• _THE PROBLEM_: Set down exactly the lines from the one containing "Where can you see the cyclamen" through the last line of the records below, both included, and nothing else.
-- Begin RECORDS PROVIDED --
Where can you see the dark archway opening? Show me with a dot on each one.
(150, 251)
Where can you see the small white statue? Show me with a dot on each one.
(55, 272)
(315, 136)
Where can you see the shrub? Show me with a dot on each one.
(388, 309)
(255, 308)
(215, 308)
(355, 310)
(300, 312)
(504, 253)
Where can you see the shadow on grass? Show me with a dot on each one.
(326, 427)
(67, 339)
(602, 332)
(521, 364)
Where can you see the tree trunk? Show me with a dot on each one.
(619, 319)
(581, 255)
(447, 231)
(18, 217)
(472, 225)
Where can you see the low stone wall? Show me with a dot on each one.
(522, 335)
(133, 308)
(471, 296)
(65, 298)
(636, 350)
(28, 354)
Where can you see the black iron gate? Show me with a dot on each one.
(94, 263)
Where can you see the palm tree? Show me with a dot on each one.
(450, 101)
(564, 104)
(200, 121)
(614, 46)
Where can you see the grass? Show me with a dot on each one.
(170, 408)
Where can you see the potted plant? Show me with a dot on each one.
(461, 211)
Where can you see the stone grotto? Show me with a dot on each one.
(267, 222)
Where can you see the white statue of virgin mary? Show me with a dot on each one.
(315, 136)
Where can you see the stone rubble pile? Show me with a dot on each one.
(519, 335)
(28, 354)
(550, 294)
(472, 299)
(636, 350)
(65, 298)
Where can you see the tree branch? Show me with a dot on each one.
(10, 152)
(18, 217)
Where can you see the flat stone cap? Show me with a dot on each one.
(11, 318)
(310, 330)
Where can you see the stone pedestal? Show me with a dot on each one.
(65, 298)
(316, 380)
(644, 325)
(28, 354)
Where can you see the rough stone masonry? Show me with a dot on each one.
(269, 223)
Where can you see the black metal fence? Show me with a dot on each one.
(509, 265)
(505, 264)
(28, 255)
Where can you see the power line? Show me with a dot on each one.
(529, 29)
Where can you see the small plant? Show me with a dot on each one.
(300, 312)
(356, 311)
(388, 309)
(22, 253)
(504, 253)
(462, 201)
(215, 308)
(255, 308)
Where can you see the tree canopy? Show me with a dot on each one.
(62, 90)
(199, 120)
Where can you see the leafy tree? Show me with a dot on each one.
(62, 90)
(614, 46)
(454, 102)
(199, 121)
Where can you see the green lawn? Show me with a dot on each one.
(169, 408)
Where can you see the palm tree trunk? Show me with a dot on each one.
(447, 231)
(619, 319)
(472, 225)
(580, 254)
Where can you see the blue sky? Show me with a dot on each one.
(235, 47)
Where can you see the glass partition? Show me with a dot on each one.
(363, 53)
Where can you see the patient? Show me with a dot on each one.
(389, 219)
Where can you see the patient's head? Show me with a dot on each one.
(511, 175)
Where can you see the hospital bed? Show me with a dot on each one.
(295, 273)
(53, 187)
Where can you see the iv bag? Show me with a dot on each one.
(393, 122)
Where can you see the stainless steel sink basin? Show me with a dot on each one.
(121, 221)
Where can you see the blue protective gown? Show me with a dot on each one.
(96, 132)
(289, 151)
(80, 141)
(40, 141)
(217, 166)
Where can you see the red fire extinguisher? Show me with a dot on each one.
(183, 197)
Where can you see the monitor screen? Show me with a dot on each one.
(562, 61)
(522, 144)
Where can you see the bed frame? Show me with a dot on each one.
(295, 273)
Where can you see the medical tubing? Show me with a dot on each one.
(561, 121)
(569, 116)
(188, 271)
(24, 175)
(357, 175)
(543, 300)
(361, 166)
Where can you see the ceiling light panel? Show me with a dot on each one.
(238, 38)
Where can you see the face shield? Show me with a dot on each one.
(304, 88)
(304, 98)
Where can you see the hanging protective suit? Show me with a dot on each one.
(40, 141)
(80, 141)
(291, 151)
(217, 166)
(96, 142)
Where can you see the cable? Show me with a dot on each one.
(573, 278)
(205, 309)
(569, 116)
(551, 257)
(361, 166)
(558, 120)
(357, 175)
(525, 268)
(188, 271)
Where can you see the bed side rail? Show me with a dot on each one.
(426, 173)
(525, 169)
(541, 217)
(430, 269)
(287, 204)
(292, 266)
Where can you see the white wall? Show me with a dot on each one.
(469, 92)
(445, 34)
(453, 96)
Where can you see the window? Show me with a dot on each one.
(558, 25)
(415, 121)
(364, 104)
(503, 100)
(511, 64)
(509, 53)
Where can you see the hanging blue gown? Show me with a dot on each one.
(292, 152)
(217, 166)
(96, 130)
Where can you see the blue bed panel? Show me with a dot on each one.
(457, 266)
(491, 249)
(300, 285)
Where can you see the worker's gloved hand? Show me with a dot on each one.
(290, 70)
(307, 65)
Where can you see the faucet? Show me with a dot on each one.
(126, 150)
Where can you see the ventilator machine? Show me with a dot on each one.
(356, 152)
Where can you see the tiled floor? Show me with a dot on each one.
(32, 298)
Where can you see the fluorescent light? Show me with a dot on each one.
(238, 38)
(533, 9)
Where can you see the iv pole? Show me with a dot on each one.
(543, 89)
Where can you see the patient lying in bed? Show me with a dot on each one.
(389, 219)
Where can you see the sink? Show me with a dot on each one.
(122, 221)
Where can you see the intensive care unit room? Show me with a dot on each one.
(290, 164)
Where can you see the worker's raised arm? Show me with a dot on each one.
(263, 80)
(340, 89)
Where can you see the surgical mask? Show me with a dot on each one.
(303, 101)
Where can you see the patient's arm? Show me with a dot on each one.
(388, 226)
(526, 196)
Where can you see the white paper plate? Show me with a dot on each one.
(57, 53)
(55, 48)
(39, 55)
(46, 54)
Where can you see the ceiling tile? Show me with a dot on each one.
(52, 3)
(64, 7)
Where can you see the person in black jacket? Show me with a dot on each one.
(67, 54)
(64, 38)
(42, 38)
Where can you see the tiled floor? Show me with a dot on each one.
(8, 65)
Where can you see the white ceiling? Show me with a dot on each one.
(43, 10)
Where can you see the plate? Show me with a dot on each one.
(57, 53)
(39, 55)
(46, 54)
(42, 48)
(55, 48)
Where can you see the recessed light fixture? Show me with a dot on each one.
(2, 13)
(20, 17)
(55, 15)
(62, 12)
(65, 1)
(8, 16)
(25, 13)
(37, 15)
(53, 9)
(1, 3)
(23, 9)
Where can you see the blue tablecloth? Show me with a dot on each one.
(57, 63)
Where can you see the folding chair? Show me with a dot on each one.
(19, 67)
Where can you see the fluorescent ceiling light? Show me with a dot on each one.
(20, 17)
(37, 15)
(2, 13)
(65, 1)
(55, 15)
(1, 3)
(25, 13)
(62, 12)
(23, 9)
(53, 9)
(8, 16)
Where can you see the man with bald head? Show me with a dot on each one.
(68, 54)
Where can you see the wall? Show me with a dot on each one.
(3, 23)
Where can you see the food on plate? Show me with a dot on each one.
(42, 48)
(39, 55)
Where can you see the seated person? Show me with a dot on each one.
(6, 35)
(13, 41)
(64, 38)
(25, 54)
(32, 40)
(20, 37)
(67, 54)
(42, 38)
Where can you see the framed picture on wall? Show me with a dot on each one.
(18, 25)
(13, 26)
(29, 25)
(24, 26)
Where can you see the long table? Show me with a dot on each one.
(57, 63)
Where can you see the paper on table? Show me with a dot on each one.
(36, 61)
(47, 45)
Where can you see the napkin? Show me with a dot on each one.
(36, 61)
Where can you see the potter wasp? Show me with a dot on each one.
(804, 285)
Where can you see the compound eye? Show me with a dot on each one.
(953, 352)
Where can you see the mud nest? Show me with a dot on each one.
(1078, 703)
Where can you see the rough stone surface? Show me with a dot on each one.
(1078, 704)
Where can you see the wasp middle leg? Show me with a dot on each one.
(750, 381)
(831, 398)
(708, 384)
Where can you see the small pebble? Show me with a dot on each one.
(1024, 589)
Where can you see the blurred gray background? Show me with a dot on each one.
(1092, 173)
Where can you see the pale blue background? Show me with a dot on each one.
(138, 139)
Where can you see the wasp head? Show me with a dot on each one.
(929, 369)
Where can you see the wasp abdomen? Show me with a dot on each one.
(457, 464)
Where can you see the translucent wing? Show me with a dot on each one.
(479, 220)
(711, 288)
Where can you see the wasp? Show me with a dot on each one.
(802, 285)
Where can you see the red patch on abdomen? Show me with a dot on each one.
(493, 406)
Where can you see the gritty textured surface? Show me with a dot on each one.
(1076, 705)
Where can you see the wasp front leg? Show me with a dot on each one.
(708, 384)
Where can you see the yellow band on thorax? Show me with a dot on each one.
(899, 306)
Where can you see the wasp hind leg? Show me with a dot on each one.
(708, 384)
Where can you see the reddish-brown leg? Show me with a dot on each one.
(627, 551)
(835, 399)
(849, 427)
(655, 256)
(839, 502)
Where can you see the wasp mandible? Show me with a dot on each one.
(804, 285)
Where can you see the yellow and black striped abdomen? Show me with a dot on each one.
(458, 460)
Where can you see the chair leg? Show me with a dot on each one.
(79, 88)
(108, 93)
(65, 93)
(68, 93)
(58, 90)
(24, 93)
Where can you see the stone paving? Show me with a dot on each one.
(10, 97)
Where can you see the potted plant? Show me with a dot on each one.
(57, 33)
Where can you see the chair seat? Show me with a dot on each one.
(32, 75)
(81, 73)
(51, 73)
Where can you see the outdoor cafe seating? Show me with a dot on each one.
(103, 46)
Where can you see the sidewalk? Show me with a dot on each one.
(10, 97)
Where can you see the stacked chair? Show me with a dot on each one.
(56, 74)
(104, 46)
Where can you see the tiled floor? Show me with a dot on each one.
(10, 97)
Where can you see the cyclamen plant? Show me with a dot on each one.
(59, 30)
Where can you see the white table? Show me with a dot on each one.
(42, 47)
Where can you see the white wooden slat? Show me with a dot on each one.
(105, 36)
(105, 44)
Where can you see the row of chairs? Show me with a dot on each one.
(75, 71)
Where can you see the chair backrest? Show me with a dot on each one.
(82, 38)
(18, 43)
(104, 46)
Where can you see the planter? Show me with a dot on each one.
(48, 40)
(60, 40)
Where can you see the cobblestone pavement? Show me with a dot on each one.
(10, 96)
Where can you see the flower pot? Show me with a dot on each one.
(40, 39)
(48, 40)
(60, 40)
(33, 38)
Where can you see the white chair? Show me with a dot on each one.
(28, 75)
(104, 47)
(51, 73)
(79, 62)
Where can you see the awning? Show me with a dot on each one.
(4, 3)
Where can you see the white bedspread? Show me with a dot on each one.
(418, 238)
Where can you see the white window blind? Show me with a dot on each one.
-- End RECORDS PROVIDED --
• _TASK ANSWER_:
Where can you see the cyclamen plant? Show me with a dot on each one.
(59, 30)
Where can you see the white table? Show me with a dot on each one.
(42, 47)
Where can you see the white wooden slat? Show me with a dot on each one.
(105, 36)
(105, 44)
Where can you see the row of chairs? Show me with a dot on each one.
(75, 71)
Where can you see the chair backrest? Show me with a dot on each one.
(82, 38)
(18, 43)
(104, 46)
Where can you see the planter? Show me with a dot on each one.
(48, 40)
(60, 40)
Where can you see the cobblestone pavement? Show me with a dot on each one.
(10, 96)
Where can you see the flower pot? Show me with a dot on each one.
(40, 39)
(48, 40)
(60, 40)
(33, 38)
Where can you see the white chair? Show me with a dot on each one.
(28, 75)
(104, 47)
(51, 73)
(79, 62)
Where can you see the awning? Show me with a dot on each one.
(4, 3)
Where can you see the white bedspread? Show me with a dot on each one.
(418, 238)
Where can you see the white window blind? Show me with a dot on each one.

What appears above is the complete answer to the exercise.